SANDY MCINTOSH
Reviews
A Momentary Glory: Last Poems by Harvey Shapiro
(Middletown:
Wesleyan, 2014)
and
Living Is What I Wanted: Last Poems by David
Ignatow
(Rochester: BOA Editions, 1999)
Tunneling
Into the Next Life: Final Collections By Two Friends
Posthumous poetry collections by David Ignatow and Harvey
Shapiro were published within a year following their deaths. Ignatow died in 1997 and Shapiro in 2014. In
the case of Ignatow’s poetry, a collection of last poems was notably edited by
three people who were close to him: his daughter, Yaedi, Virginia Terris, and
Jeannette Hopkins, who long-ago shaped some of the seminal collections of his
work originally published by Wesleyan University Press. Shapiro's poetry was
gathered by his friend and literary executor, Norman Finkelstein. The book was
published by Wesleyan.
David Ignatow
Reading again this final collection of David Ignatow’s
poetry many years after his death is a wonderful surprise. There he is,
speaking again, not in the tired voice of an opera singer who has made
one-too-many farewell appearances, but in his steadfast, forceful voice, with
its inimitable preoccupations and ironies.
At first the voice is quiet, abstract: “Fear is of the universe,/as is
death,/ as is love, pleasure,/ intimacy and cruelty.” But then it picks up its
familiar sonority: “Interesting that I have to live with my skeleton./ It
stands, prepared to emerge, and I carry it/ with me—this other thing I will
become at death.”
In the first section of poems in this book I visualize
Ignatow coming to the screen door of his study, answering my tentative knock,
his voice, thinner in his last years, and his movements slower, but his eyes
demanding directness and honesty. I’ve
told the story elsewhere about my early experience with him when, after I’d
bragged of reading an unbelievably large number of books during a short period
of time, Ignatow reacted as if truly hurt by my exaggeration. “You must use language responsibly,” he
admonished me then. This directness is
mirrored in the sobriety of these poems.

####################

GIVEN PROBLEM A :: Reproduce the review word for word, between "SANDY MCINTOSH" and "BOA Editions, 1999)", inclusive.
GIVEN PROBLEM B :: In the review, who gathered Harvey Shapiro's last poems?
GIVEN PROBLEM C :: Carry on the review of the final Ignatow and Shapiro collections from its last sentence.
The data after the review plays no part in this.

####################

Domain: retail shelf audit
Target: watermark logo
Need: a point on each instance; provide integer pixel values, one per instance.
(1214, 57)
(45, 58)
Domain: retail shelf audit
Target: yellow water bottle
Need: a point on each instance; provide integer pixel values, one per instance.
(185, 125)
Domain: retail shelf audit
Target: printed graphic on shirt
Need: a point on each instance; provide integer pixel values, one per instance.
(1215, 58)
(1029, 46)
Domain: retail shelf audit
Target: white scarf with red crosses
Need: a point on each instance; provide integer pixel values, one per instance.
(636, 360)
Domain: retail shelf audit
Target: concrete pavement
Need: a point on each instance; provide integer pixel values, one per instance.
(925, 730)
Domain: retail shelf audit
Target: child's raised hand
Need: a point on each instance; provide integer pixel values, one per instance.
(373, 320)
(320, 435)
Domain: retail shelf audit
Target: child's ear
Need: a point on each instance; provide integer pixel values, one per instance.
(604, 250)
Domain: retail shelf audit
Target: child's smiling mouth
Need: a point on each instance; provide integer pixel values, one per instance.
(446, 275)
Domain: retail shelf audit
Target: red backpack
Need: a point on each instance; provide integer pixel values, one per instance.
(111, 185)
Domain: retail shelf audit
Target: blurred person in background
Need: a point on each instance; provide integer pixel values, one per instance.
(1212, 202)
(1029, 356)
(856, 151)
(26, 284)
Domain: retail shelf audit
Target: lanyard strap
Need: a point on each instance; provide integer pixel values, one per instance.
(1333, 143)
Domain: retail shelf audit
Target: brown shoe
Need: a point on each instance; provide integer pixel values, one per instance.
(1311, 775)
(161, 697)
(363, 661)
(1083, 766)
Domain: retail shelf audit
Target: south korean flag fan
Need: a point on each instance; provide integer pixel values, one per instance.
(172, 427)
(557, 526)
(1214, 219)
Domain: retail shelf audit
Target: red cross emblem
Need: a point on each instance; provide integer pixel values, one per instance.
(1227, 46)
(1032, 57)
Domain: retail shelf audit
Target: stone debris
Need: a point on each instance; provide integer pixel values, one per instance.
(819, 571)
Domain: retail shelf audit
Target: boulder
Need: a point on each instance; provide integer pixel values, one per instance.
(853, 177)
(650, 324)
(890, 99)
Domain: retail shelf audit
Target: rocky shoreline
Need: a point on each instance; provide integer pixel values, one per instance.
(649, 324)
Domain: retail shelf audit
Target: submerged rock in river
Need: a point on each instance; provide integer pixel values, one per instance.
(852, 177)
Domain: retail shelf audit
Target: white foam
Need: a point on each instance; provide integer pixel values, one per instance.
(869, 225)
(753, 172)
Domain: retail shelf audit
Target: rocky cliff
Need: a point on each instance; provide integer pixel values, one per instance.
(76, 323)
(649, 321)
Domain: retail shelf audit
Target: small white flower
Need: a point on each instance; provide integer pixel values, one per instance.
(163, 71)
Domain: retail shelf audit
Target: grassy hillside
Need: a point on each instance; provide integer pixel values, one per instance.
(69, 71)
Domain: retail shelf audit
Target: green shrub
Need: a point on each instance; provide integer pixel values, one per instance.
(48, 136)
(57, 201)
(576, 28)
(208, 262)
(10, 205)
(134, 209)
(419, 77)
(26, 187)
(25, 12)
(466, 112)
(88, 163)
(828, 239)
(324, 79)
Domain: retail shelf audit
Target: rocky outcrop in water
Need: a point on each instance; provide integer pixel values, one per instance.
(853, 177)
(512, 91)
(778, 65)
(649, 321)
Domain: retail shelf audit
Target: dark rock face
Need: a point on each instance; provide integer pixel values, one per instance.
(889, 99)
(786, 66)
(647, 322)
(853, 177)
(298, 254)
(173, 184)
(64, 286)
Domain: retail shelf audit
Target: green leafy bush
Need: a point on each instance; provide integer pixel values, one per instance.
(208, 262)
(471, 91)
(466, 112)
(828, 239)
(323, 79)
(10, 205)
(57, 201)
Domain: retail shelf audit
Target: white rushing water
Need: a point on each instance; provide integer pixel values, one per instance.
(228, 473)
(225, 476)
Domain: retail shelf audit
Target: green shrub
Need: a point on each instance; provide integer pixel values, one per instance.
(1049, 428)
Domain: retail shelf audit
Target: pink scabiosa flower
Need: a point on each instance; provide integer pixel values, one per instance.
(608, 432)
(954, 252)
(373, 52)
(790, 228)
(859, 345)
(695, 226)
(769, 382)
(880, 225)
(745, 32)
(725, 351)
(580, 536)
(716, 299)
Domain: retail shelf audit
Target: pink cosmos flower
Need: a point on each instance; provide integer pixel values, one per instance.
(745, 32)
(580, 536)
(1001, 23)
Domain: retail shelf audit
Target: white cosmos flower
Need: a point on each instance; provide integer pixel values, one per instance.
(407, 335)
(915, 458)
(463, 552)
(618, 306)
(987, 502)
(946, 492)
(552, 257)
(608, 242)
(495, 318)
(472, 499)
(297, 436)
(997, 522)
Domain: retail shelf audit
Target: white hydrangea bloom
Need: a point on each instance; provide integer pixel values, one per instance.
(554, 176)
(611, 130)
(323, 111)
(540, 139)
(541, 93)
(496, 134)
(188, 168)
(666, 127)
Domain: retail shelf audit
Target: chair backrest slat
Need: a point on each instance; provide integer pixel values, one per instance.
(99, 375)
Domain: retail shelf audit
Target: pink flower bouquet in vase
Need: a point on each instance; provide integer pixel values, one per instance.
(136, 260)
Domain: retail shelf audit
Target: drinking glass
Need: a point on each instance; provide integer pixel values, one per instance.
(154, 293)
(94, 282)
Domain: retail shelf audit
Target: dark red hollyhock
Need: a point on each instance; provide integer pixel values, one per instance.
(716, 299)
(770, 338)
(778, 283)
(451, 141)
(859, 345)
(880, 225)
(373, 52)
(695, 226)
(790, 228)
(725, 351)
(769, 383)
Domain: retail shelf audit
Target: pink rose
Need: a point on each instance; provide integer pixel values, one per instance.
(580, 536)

####################

EXERCISE RESPONSE A ::
SANDY MCINTOSH
Reviews
A Momentary Glory: Last Poems by Harvey Shapiro
(Middletown:
Wesleyan, 2014)
and
Living Is What I Wanted: Last Poems by David
Ignatow
(Rochester: BOA Editions, 1999)

EXERCISE RESPONSE B :: His friend and literary executor, Norman Finkelstein.

EXERCISE RESPONSE C ::
David could frustrate his friends by his obtrusive
self-involvement. Harvey Shapiro told
the story of how one day David telephoned to announce “I’ve got wonderful news
for you, Harvey!” Since Harvey was then
in contention for an important poetry prize that David might know about he was
thrilled by David’s call. However, it
proved to be disappointing when David revealed that the “wonderful news” was,
of course, about David, not Harvey. It probably never occurred to David that
Harvey would be expecting to hear something else.
Harvey Shapiro
After Ignatow's final book was published, Robert Bly
wrote that he had done what very few writers have done: continue to advance
their poetry, their eyes open and alert, to tell the rest of us of their
journey through old age and death. In A
Momentary Glory, I think Harvey has taken Ignatow's lead. The poems in this
collection represent a sustained effort to report on the journey, now that the
quotidian worries of earlier times--when we still suspected we might live
forever--are no longer as pertinent as they once were. Poetry concerning one's
end, recited in sobs, would be excruciating. Happily, this does not describe
the last poems of Ignatow and Shapiro, who pick up the challenge with
enthusiasm. Ignatow writes:
Am I complaining of the
shortness of life?
I am, and that makes me much
like everyone else.
Follow Adam, the leader, into
the ground.
("Where
I built my house")
And Harvey joins in:
In my final years
I have moved into a basement
apartment
so I can get used to the steps
of the living above me
and to their sweet weight.
("Planning")
A certain amount of farting initiates the old age poems
of Ignatow and Shapiro. Ignatow writes: "Old men spend their days farting/
in private to entertain themselves/ in the absence of friends/ long since
gone." Shapiro, taking a public stance, writes: "Let's go out/ and
fart in the sunlight." I don't have a theory about this; I only wish that
Robert Bly, with his Sousaphone voice, were here to inform us of the governing
mythos....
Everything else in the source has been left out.